Extinguishment of $18.9 million Promissory Note:

 

On January 8, 2021, the Company entered into another purchase agreement with Viking pursuant to which the Company agreed to acquire an additional 16,153,846 shares of Viking common stock (the “Shares”) in consideration of (i) the Company issuing 1,890 shares of Camber’s Series C Redeemable Convertible Preferred Stock to EMC Capital Partners, LLC (“EMC”), one of the Viking’s lenders which held a secured promissory note issued by Viking to EMC in the original principal amount of $20,869,218 in connection with the purchase of oil and gas assets on or about February 3, 2020 (the “EMC Note”); and (ii) EMC considering the EMC Note paid in full and cancelled pursuant to the Cancellation Agreement described below.

 

Simultaneously, on January 8, 2021, Viking entered into a Cancellation Agreement with EMC (the “Cancellation Agreement”) pursuant to which Viking agreed to pay $325,000 to EMC, and EMC agreed to cancel and terminate in the EMC Note and all other liabilities, claims, amounts owing and other obligations under the Note. At the same time, the Company entered into a purchase agreement with EMC pursuant to which (i) the Company agreed to issue 1,890 shares of Camber’s Series C Redeemable Convertible Preferred Stock to EMC, and (ii) EMC agreed to enter into the Cancellation Agreement with Viking to cancel the EMC Note.   

February 2021 Merger Agreement with Viking:

 

On February 15, 2021, the Company entered into an Agreement and Plan of Merger (the “Merger Agreement”) with Viking. The Merger Agreement provides that, upon the terms and subject to the conditions set forth therein, a newly-formed wholly-owned subsidiary of Camber (“Merger Sub”) will merge with and into Viking (the “Merger”), with Viking surviving the Merger as a wholly-owned subsidiary of the Company.
= = = = = = =
- [The tasks]:
**a.** In the excerpt about the EMC Note, how much did Viking agree to pay EMC under the Cancellation Agreement?
**b.** Return the passage of the excerpt about the EMC Note from "On February 15, 2021, the" to "of the Company.", word for word.
**c.** Resume the excerpt about the EMC Note after its last sentence, in the same style.
The data have no connection to the work here.

[Entries from a point-annotation set]
= = = = = = =
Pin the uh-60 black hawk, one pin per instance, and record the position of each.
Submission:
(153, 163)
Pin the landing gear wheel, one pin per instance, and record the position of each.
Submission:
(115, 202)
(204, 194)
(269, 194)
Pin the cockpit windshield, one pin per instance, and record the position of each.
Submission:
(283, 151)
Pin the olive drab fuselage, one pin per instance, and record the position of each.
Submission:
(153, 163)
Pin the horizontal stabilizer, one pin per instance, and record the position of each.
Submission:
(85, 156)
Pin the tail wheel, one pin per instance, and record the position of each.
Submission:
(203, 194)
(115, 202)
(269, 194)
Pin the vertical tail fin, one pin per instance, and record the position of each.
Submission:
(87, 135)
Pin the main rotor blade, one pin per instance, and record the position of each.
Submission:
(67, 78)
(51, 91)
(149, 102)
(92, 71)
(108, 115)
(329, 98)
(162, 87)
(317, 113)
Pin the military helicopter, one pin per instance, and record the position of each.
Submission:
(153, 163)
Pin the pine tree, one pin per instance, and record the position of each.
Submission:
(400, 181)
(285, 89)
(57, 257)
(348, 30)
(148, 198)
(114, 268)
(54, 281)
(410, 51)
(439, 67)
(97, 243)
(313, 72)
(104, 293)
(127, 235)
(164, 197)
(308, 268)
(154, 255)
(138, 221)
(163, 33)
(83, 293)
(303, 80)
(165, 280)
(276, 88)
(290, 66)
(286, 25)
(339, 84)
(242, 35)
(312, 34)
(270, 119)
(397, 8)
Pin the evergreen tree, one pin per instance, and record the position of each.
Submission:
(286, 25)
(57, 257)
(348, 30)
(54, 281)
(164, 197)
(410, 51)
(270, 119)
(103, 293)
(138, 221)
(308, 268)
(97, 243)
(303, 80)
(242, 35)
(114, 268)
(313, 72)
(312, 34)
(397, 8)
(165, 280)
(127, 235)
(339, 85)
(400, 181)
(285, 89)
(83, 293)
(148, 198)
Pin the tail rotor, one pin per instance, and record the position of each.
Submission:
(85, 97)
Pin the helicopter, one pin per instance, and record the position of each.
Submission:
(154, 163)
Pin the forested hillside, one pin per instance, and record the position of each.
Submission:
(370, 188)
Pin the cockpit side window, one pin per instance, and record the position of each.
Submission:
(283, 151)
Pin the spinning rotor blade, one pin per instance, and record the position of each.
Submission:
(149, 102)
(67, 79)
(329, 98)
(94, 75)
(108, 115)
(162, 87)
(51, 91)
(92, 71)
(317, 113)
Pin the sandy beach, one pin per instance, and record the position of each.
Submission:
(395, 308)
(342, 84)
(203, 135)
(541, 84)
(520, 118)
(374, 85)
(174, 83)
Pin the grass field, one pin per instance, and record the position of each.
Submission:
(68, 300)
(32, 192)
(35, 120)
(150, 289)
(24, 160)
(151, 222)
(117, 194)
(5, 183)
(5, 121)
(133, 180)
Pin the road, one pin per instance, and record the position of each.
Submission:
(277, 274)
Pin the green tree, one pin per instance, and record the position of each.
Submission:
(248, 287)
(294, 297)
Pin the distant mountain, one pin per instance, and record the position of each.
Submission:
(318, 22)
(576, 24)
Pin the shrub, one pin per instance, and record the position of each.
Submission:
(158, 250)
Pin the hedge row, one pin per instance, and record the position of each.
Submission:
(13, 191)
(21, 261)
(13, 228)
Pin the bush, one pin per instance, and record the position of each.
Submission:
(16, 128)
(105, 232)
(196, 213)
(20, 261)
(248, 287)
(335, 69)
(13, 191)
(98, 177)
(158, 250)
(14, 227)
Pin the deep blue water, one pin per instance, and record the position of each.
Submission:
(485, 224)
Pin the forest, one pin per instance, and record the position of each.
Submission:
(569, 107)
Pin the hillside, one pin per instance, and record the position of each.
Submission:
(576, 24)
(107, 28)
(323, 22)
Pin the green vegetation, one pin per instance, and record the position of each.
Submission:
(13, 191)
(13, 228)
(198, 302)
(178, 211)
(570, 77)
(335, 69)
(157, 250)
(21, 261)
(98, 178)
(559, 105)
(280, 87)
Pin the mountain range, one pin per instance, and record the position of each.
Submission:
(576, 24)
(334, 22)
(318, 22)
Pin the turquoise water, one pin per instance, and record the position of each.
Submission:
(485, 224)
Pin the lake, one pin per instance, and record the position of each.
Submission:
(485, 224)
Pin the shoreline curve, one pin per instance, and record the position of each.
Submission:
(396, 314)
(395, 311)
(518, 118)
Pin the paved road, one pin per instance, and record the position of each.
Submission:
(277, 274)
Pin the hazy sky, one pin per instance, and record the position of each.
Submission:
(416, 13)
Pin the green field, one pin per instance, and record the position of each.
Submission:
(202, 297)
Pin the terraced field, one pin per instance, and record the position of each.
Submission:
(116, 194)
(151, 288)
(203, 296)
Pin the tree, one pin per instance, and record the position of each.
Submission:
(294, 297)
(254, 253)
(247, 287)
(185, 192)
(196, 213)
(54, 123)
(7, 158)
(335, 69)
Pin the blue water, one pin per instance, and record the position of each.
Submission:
= = = = = = =
- [Answers in order]:
**a.** $325,000

**b.**
On February 15, 2021, the Company entered into an Agreement and Plan of Merger (the “Merger Agreement”) with Viking. The Merger Agreement provides that, upon the terms and subject to the conditions set forth therein, a newly-formed wholly-owned subsidiary of Camber (“Merger Sub”) will merge with and into Viking (the “Merger”), with Viking surviving the Merger as a wholly-owned subsidiary of the Company.

**c.**
Pursuant to the Merger Agreement, at the effective time of the Merger (the “Effective Time”), each share: (i) of common stock, of Viking (the “Viking Common Stock”) issued and outstanding immediately prior to the Effective Time, other than shares owned by Camber, Viking and Merger Sub, will be converted into the right to receive one share of common stock of the Company; and (ii) of Series C Convertible Preferred Stock of Viking (the “Viking Preferred Stock”) issued and outstanding immediately prior to the Effective Time will be converted into the right to receive one share of Series A Convertible Preferred Stock of the Company (the “Camber Series A Preferred Stock”). Each share of Camber Series A Preferred Stock will convert into 890 shares of common stock of Camber (subject to a beneficial ownership limitation preventing conversion into Camber common stock if the holder would be deemed to beneficially own more than 9.99% of the Company’s common stock), will be treated equally with the Company’s common stock with respect to dividends and liquidation, and will only have voting rights with respect to voting: (a) on a proposal to increase or reduce the Company’s share capital; (b) on a resolution to approve the terms of a buy-back agreement; (c) on a proposal to wind up Camber; (d) on a proposal for the disposal of all or substantially all of Camber’s property, business and undertaking; (f) during the winding-up of Camber; and/or (g) with respect to a proposed merger or consolidation in which Camber is a party or a subsidiary of Camber is a party. Holders of Viking Common Stock and Viking Preferred Stock will have any fractional shares of Camber common stock or preferred stock after the Merger rounded up to the nearest whole share.

 

At the Effective Time, each outstanding Viking equity award, will be converted into the right to receive the merger consideration in respect of each share of Viking Common Stock underlying such equity award and, in the case of Viking stock options, be converted into vested Camber stock options based on the merger exchange ratio calculated as provided above (the “Exchange Ratio”).

 

The Merger Agreement provides, among other things, that effective as of the Effective Time, James A. Doris, the current Chief Executive Officer of both the Company and Viking, shall continue to serve as President and Chief Executive Officer following the Effective Time. The Merger Agreement provides that, as of the Effective Time, the Combined Company will have its headquarters in Houston, Texas.

 

The Merger Agreement also provides that, during the period from the date of the Merger Agreement until the Effective Time, each of Viking and the Company will be subject to certain restrictions on its ability to solicit alternative acquisition proposals from third parties, to provide non-public information to third parties and to engage in discussions with third parties regarding alternative acquisition proposals, subject to customary exceptions. Viking is required to hold a meeting of its stockholders to vote upon the adoption of the Merger Agreement and, subject to certain exceptions, to recommend that its stockholders vote to adopt the Merger Agreement. The Company is required to hold a meeting of its stockholders to approve the issuance of Viking Common Stock and Viking Preferred Stock in connection with the Merger (the “Merger Share Issuances”).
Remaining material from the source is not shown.